SELECTED EXCERPT:
From: Tom Tucker <t...@opengridcomputing.com>

Add an ib_iomem_get service that converts a vma to an array of
physical addresses. This makes it easier for each device driver to
add support for the reg_io_mr provider method.

Signed-off-by: Tom Tucker <t...@ogc.us>
---

 drivers/infiniband/core/umem.c |  248 ++++++++++++++++++++++++++++++++++++++--
 include/rdma/ib_umem.h         |   14 ++
 2 files changed, 251 insertions(+), 11 deletions(-)

diff --git a/drivers/infiniband/core/umem.c b/drivers/infiniband/core/umem.c
index 415e186..f103956 100644
--- a/drivers/infiniband/core/umem.c
+++ b/drivers/infiniband/core/umem.c
@@ -52,16 +52,18 @@ static void __ib_umem_release(struct ib_device *dev, struct 
ib_umem *umem, int d
        int i;
 
        list_for_each_entry_safe(chunk, tmp, &umem->chunk_list, list) {
-               ib_dma_unmap_sg(dev, chunk->page_list,
-                               chunk->nents, DMA_BIDIRECTIONAL);
-               for (i = 0; i < chunk->nents; ++i) {
-                       struct page *page = sg_page(&chunk->page_list[i]);
-
-                       if (umem->writable && dirty)

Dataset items
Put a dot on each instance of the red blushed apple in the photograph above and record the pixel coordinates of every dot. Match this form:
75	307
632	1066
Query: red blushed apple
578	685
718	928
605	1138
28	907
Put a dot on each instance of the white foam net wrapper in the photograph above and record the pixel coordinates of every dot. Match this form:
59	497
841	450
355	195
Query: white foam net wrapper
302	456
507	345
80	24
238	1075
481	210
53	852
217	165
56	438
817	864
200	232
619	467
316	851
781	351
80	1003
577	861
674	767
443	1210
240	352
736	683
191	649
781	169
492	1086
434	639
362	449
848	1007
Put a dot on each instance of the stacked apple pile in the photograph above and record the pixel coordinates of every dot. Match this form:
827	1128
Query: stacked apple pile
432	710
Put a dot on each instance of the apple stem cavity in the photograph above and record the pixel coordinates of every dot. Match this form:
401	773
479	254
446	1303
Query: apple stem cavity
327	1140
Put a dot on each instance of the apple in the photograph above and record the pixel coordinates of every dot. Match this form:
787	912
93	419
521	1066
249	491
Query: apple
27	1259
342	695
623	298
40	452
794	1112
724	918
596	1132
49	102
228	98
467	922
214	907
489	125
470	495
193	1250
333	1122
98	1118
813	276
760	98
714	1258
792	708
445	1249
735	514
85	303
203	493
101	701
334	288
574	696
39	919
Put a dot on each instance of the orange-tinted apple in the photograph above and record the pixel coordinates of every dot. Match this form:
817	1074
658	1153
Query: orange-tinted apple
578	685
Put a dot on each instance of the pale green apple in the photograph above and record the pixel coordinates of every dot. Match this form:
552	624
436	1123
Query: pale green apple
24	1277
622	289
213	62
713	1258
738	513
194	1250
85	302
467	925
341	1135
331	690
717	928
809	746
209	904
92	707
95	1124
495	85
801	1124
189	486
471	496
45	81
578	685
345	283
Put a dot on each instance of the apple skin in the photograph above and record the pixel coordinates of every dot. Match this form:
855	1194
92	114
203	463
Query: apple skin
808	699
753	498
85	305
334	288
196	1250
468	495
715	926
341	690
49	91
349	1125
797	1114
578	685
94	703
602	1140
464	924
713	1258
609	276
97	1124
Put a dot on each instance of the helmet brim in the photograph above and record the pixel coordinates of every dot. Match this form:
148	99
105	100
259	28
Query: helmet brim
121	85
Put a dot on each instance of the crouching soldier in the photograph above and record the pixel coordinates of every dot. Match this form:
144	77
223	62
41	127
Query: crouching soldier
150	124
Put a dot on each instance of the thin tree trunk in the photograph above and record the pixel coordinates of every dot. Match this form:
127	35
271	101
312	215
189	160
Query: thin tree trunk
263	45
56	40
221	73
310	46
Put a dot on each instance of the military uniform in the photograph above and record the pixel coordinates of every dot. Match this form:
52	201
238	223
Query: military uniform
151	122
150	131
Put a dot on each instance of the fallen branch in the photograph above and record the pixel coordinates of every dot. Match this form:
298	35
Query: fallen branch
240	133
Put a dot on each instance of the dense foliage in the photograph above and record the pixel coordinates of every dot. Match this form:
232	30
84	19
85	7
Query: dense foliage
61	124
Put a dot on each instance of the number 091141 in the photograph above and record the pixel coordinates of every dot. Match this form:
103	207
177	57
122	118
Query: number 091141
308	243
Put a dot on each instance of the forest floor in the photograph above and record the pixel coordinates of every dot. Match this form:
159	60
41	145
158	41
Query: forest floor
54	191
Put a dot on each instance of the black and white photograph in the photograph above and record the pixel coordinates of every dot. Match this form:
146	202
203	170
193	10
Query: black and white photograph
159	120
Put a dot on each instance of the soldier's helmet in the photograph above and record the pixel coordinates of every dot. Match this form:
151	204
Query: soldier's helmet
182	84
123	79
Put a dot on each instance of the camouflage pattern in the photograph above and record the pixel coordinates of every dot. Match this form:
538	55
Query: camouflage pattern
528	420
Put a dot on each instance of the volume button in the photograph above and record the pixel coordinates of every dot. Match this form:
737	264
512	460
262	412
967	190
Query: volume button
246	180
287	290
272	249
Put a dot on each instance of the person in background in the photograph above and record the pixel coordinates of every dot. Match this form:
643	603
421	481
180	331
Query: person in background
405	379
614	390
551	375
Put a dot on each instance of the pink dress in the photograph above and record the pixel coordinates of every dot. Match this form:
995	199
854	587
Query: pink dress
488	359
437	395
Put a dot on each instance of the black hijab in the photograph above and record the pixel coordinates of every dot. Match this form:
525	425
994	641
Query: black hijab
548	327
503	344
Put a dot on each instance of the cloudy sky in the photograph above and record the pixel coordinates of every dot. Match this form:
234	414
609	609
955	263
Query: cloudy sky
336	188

AIM:
Continue the ib_iomem_get patch email from the last line shown.

RESULT:
-                               set_page_dirty_lock(page);
-                       put_page(page);
-               }
+               if (umem->type == IB_UMEM_MEM_MAP) {
+                       ib_dma_unmap_sg(dev, chunk->page_list,
+                                       chunk->nents, DMA_BIDIRECTIONAL);
+                       for (i = 0; i < chunk->nents; ++i) {
+                               struct page *page =
+                                       sg_page(&chunk->page_list[i]);
 
+                               if (umem->writable && dirty)
+                                       set_page_dirty_lock(page);
+                               put_page(page);
+                       }
+               }
                kfree(chunk);
        }
 }
@@ -150,7 +152,7 @@ struct ib_umem *ib_umem_get(struct ib_ucontext *context, 
unsigned long addr,
        while (npages) {
                ret = get_user_pages(current, current->mm, cur_base,
                                     min_t(unsigned long, npages,
-                                          PAGE_SIZE / sizeof (struct page *)),
+                                          PAGE_SIZE / sizeof(struct page *)),
                                     1, !umem->writable, page_list, vma_list);
 
                if (ret < 0)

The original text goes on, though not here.